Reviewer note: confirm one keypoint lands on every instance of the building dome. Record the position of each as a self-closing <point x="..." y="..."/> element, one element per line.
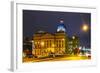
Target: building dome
<point x="61" y="27"/>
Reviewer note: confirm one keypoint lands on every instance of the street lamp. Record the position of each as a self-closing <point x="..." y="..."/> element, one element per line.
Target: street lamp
<point x="73" y="37"/>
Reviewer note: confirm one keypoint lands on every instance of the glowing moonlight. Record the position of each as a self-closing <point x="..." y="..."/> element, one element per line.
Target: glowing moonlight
<point x="85" y="27"/>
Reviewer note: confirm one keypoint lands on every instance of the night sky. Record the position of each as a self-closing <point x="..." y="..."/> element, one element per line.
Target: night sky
<point x="34" y="21"/>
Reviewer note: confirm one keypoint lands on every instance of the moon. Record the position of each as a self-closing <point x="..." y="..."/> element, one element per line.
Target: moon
<point x="85" y="27"/>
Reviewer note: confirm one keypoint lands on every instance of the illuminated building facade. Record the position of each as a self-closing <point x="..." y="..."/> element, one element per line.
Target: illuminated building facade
<point x="46" y="44"/>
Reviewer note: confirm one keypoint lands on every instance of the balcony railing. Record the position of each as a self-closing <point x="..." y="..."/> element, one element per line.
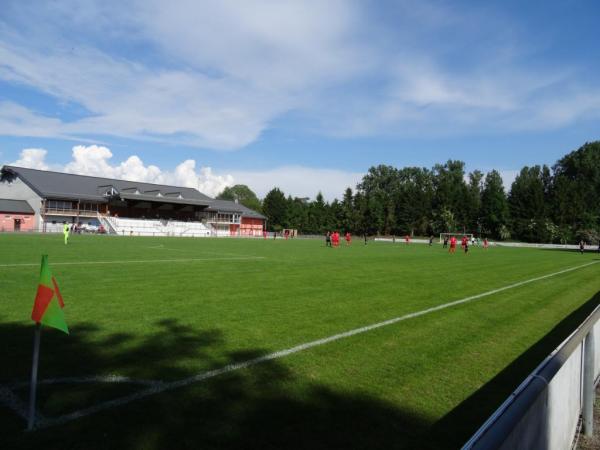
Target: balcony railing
<point x="68" y="212"/>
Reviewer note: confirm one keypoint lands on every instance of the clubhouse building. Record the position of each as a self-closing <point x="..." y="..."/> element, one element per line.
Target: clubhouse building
<point x="44" y="201"/>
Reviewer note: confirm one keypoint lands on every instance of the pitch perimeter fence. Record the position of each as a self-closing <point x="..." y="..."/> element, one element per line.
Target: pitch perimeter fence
<point x="545" y="410"/>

* * * * * * * * *

## Written exercise
Please copy the rows from the line that contains "of the clubhouse" through the end of the rows, including the reviewer notes, and offset every x and y coordinate in the answers by adding 62.

## Result below
Reviewer note: confirm one keypoint lands on every instance of the clubhouse building. Record the position of each as a self-closing <point x="..." y="..."/> element, one element per line.
Target: clubhouse building
<point x="106" y="263"/>
Reviewer note: confirm one keypoint lands on every instance of the pitch perimeter fence. Record the position of each as a self-closing <point x="..." y="..."/> element, one element per line.
Target: pitch perimeter fence
<point x="607" y="472"/>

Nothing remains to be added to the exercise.